**What is required**
Where the line containing "Pinpoint each grass" appears in the records below, begin there and write out each line exactly until the last one, and nothing more.

**Listed records**

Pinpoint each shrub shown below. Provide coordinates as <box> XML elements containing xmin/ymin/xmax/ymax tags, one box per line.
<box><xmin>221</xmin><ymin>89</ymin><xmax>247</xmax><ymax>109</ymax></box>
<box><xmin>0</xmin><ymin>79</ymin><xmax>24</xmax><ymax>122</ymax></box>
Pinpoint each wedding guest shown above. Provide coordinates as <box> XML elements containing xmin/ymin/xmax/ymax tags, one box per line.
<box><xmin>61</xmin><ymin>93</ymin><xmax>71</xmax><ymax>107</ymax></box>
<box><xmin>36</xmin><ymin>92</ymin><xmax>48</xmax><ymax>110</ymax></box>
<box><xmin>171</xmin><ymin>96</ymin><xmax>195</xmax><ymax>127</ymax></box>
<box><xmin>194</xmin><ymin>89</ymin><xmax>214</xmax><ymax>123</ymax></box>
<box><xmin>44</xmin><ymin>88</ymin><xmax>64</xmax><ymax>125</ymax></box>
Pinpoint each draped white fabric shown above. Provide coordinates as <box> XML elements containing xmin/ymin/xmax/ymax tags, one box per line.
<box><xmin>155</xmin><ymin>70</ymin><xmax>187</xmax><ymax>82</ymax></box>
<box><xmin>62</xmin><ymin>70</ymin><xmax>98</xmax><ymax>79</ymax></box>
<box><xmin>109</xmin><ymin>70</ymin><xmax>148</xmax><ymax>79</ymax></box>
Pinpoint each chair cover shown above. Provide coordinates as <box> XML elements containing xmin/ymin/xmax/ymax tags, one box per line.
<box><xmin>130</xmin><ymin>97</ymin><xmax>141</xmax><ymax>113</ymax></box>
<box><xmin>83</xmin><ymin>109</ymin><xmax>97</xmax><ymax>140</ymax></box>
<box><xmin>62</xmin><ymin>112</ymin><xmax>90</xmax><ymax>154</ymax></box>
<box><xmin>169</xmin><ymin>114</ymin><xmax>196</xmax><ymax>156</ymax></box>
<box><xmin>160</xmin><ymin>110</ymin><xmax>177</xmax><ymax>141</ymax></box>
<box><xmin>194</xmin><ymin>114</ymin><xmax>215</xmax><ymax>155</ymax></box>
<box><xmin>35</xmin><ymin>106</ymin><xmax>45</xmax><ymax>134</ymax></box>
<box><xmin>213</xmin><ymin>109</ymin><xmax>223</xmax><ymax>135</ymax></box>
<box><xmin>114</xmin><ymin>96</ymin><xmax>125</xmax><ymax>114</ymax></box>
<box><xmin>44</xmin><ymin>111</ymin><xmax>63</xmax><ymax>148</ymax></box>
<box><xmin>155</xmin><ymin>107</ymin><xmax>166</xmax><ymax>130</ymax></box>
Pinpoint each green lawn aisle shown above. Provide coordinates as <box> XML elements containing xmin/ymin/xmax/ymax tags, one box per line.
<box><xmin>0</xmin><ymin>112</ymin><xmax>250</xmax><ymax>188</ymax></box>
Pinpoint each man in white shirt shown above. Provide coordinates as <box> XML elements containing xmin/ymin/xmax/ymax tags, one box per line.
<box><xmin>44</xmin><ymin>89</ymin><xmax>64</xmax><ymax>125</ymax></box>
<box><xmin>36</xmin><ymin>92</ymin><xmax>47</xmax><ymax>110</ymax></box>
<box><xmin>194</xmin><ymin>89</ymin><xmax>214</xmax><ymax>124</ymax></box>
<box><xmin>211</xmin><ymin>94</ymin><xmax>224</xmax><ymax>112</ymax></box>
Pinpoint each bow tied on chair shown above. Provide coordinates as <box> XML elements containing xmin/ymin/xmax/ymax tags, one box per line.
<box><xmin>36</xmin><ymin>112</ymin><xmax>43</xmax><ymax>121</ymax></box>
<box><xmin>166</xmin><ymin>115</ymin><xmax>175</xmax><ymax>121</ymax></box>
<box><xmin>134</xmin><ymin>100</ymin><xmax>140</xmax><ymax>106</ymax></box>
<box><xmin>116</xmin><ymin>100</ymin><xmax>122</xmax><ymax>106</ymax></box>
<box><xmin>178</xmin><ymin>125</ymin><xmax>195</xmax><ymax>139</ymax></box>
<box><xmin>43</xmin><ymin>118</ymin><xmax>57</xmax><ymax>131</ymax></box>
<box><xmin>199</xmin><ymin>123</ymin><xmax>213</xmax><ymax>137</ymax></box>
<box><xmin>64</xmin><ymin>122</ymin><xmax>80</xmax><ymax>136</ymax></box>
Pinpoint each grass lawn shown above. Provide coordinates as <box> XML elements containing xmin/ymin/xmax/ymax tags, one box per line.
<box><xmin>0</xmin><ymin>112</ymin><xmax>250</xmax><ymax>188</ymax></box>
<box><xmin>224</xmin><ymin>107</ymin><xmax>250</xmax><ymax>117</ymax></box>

**Expected output**
Pinpoint each grass lawn shown above. Provide coordinates as <box> XML elements containing xmin/ymin/xmax/ymax tags, one box per line.
<box><xmin>0</xmin><ymin>112</ymin><xmax>250</xmax><ymax>188</ymax></box>
<box><xmin>224</xmin><ymin>107</ymin><xmax>250</xmax><ymax>117</ymax></box>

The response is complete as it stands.